### WRITTEN INSTRUCTION
Recast every entry below as a two-column CSV with the header row instruction,answer and one row per entry. Put the entry's text in the instruction column and its answer in the answer column, enclosing each field in double quotes and replacing any line breaks with spaces.

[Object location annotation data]
-- begin --

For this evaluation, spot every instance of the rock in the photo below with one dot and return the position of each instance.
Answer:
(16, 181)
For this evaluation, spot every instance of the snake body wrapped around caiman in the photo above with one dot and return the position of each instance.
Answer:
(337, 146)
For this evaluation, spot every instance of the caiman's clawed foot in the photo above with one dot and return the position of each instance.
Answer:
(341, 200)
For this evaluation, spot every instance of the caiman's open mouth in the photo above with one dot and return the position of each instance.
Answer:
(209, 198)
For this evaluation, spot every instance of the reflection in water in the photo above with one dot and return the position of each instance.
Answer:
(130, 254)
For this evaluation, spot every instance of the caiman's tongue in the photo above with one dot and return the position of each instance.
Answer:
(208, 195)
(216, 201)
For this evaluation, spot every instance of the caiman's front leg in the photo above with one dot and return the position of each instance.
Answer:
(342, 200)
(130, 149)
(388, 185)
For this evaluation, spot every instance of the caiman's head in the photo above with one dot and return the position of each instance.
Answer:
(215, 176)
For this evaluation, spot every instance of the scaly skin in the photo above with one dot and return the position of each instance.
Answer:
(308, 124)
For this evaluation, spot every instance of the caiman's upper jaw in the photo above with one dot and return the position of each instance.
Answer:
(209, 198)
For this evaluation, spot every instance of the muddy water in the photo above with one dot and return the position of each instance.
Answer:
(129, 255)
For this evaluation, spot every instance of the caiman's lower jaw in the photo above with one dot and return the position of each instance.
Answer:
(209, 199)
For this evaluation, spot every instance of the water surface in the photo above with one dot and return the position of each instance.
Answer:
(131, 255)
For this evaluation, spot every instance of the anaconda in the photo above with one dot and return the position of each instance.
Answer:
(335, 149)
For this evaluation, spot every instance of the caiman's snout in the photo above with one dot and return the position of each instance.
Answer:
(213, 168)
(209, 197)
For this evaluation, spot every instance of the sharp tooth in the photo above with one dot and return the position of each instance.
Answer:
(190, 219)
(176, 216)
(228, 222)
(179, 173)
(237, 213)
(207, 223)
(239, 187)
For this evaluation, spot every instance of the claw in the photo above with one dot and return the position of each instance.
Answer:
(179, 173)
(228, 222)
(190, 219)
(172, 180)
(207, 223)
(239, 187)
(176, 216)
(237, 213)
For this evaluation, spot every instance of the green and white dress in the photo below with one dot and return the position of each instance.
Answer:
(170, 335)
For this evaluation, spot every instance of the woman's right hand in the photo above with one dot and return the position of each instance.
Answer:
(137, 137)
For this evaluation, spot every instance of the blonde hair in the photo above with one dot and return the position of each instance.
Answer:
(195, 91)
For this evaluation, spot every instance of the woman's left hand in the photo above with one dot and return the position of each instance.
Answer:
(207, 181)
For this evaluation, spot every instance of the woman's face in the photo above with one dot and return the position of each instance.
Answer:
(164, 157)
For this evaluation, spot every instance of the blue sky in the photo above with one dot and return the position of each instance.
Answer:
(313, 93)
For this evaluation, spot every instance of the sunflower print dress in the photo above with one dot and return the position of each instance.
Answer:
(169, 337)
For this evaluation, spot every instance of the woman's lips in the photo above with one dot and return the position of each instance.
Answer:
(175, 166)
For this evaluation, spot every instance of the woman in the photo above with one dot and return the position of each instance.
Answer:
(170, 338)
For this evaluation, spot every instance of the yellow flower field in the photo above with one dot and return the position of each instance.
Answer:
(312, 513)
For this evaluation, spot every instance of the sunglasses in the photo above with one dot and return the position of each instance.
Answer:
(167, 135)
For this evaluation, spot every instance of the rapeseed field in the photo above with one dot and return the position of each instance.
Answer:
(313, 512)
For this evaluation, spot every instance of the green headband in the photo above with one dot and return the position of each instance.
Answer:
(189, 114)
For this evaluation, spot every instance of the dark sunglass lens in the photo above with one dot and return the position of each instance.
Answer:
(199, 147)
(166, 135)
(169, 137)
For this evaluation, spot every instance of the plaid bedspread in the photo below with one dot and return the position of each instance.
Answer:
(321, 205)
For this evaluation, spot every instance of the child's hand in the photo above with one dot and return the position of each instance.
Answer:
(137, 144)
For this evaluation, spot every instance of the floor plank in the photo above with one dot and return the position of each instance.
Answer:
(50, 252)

-- end --

### SOLUTION
instruction,answer
"For this evaluation, spot every instance of the rock in the photo below with one dot and return the position of each instance. Answer:","(16, 181)"
"For this evaluation, spot every instance of the snake body wrapped around caiman in the photo above with one dot and return the position of each instance. Answer:","(337, 146)"
"For this evaluation, spot every instance of the caiman's clawed foot in the photo above with one dot and return the position of each instance. Answer:","(341, 200)"
"For this evaluation, spot every instance of the caiman's open mouth in the photo above with one dot and return the position of each instance. Answer:","(209, 198)"
"For this evaluation, spot every instance of the reflection in water in the photo above with one dot and return the position of each instance. Answer:","(130, 254)"
"For this evaluation, spot every instance of the caiman's tongue in the photo above with one dot and return the position of each instance. Answer:","(208, 195) (216, 201)"
"For this evaluation, spot every instance of the caiman's front leg in the photo above with one dot and return the position of each instance. Answer:","(342, 200) (130, 149) (388, 185)"
"For this evaluation, spot every instance of the caiman's head in the photo above with one dot and return the position of each instance. Answer:","(215, 176)"
"For this evaluation, spot every instance of the scaly skin in the photo above with one dot and return the position of each instance. Answer:","(308, 124)"
"For this evaluation, spot every instance of the caiman's upper jaw in the photo above with one dot and return the position of each instance. Answer:","(209, 198)"
"For this evaluation, spot every instance of the muddy water in the photo above with one dot and return the position of each instance. Answer:","(129, 255)"
"For this evaluation, spot every instance of the caiman's lower jaw in the photo above with one dot and return the position of each instance. Answer:","(209, 199)"
"For this evaluation, spot every instance of the water surface in the photo above with one dot and return the position of each instance. Answer:","(131, 255)"
"For this evaluation, spot every instance of the anaconda in the photo above with one dot and return the position of each instance. Answer:","(335, 149)"
"For this evaluation, spot every instance of the caiman's snout in the photo above with one dot and return the position of each instance. Answer:","(213, 168) (209, 197)"
"For this evaluation, spot every instance of the sharp tooth in the photo above with one dot and return the position of each instance. Answer:","(190, 219) (176, 216) (228, 222) (179, 173) (237, 213) (207, 223) (239, 187)"
"For this evaluation, spot every instance of the claw in the photo above with one dot and return the position of each instance. Answer:","(179, 173) (228, 222) (190, 219) (172, 180) (207, 223) (239, 187) (176, 216) (237, 213)"
"For this evaluation, spot every instance of the green and white dress in the photo below with one dot and return the position of each instance. Answer:","(170, 335)"
"For this evaluation, spot every instance of the woman's right hand in the photo above with one dot and return the position of each instance. Answer:","(137, 137)"
"For this evaluation, spot every instance of the blonde hair in the photo above with one dot and return the position of each instance. Answer:","(195, 91)"
"For this evaluation, spot every instance of the woman's left hand in the photo above with one dot and return the position of each instance. Answer:","(207, 181)"
"For this evaluation, spot every instance of the woman's face in the photo above with one dot and return the position of each instance. Answer:","(164, 157)"
"For this evaluation, spot every instance of the blue sky in the photo above with one dot and return the position of each instance. Answer:","(313, 93)"
"For this evaluation, spot every instance of the sunflower print dress in the photo above with one dot and return the position of each instance. Answer:","(169, 337)"
"For this evaluation, spot every instance of the woman's lips in the photo above with one dot and return the position of each instance. Answer:","(175, 166)"
"For this evaluation, spot every instance of the woman in the photo above with one dot and return the position of each instance. Answer:","(170, 338)"
"For this evaluation, spot every instance of the yellow flower field in the photo above with one dot and return the position of each instance. Answer:","(312, 513)"
"For this evaluation, spot every instance of the sunglasses in the photo above with one dot and return the position of each instance. Answer:","(167, 135)"
"For this evaluation, spot every instance of the rapeseed field in the photo above with one dot and return the position of each instance. Answer:","(313, 512)"
"For this evaluation, spot every instance of the green headband in the photo above with one dot and return the position of each instance. Answer:","(189, 114)"
"For this evaluation, spot every instance of the dark sunglass lens in the photo above with one dot and return the position of each instance. Answer:","(199, 147) (166, 135) (169, 137)"
"For this evaluation, spot every instance of the plaid bedspread in the photo below with one dot and return the position of each instance. Answer:","(321, 205)"
"For this evaluation, spot every instance of the child's hand in the photo above with one dot and return the position of each instance. Answer:","(137, 144)"
"For this evaluation, spot every instance of the floor plank in the photo above with one dot and return the position of each instance. Answer:","(50, 252)"